**本文**:
━━━━━━

しかし、一部の蛾は突然変異でダークグレーに変異していたのだ。このカモフラージュがうまくいき、天敵から逃れ、結果的に多く存在した白色の蛾よりも多く繁殖することができた。
もともと白かった蛾は非常に目立っており、天敵の格好の的だった。これはいわゆる自然淘汰の事例だ。このように、種の変異は意外な理由がある事も多く、複雑なプロセスが絡む事もしばしばある。
より自然なのはワクチンか、感染拡大か
ピッツバーグ大学の進化生物学者であるヴォーン・クーパー氏と感染症疫学者であるリー・H・ハリソン氏が協力して、コロナウイルスの変異制御を目的に進化プロセスを追跡、この1年半で新型コロナウイルスが世界各地でどのような変異を遂げてきたのかを注視してきた。
確かに前述した蛾が変異して天敵を避けたように、変異種がワクチンを回避する亜種の出現であると考えるのは自然なことではある。
だがしかし、ワクチンを接種した事のある人は2021年9月の時点で世界でわずか40%弱に過ぎず、低所得国ではわずか2%ほどだ。この少ない環境から10以上の変異が生まれるとは考えにくい。
そして、世界では毎日100万人近くが新たに感染していることを考えると、デルタ株のような感染力の強い新種の出現は、ワクチンではなく、無秩序な人々の感染によって引き起こされていると考える方がむしろ自然だろう。
ウイルスには思考能力はなく、ただただ淘汰されないように本能的に動いている。ワクチンの接種者とは比べ物にならない人数の感染者がいるのだから、数多の感染を経て変異していると考えるのが妥当だ。
ウイルスはどのように変異するのか
ウイルスを含め、生物にとって遺伝情報をコピーすることは生殖の本質ではあるが、このプロセスは不完全なものだ。以前、高齢女性の不妊の話でもコピープロセスが原因だったという研究結果もある。
コロナウイルスは遺伝情報にRNAを使用している。RNAのコピーはDNAを使用するよりもエラーになりやすい事が分かっている。論文は以下。
研究者たちは、コロナウイルスがコピーされる際、新しいウイルスコピーの約3%に、突然変異と呼ばれる新しいランダムなエラーが発生することを突き止めた。
感染するたびに、人の体内では数百万個のウイルスが作られ、多くの変異したコロナウイルスが発生する。しかし、突然変異したウイルスの数は、感染のきっかけとなった株と同じウイルスの数に比べれば、はるかに少ないものなのだ。

━━━━━━

**記録の抜粋**:
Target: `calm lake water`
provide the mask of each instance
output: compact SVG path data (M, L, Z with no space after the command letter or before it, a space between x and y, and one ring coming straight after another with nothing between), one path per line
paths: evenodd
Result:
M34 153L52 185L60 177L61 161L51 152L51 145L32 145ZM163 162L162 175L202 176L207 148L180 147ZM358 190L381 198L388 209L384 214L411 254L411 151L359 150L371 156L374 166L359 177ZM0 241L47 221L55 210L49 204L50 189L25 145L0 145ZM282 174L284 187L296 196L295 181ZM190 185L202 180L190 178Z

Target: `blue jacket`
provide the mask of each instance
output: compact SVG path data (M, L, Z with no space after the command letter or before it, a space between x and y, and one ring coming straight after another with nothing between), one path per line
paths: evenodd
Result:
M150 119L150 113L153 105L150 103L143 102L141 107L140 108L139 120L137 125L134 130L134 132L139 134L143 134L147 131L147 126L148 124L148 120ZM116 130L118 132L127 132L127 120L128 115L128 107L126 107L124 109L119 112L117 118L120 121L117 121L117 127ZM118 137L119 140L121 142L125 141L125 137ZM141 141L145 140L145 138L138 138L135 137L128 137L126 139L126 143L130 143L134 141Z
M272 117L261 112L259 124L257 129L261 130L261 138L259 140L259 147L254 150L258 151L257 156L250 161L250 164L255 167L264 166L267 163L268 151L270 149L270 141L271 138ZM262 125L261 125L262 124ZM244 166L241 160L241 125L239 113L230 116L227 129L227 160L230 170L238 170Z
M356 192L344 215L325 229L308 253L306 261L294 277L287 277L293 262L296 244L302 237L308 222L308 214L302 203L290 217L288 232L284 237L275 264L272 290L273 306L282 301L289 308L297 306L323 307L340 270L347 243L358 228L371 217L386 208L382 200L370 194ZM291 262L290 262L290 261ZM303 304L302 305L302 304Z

━━━━━━

**作業の指示**:
次の1.〜3.が本文の内容と合っているか、それぞれ「はい」か「いいえ」で答え、決め手となる本文の言葉をそのまま引用してください。
1. 2021年9月の時点で、低所得国でワクチンを接種したことのある人は2%ほどだった。
2. RNAのコピーは、DNAを使うよりもエラーが起きにくい。
3. コロナウイルスがコピーされる際、新しいウイルスコピーの約3%にエラーが生じる。

**作業の結果**:
1. はい。「低所得国ではわずか2%ほどだ」
2. いいえ。「RNAのコピーはDNAを使用するよりもエラーになりやすい事が分かっている」
3. はい。「新しいウイルスコピーの約3%に、突然変異と呼ばれる新しいランダムなエラーが発生する」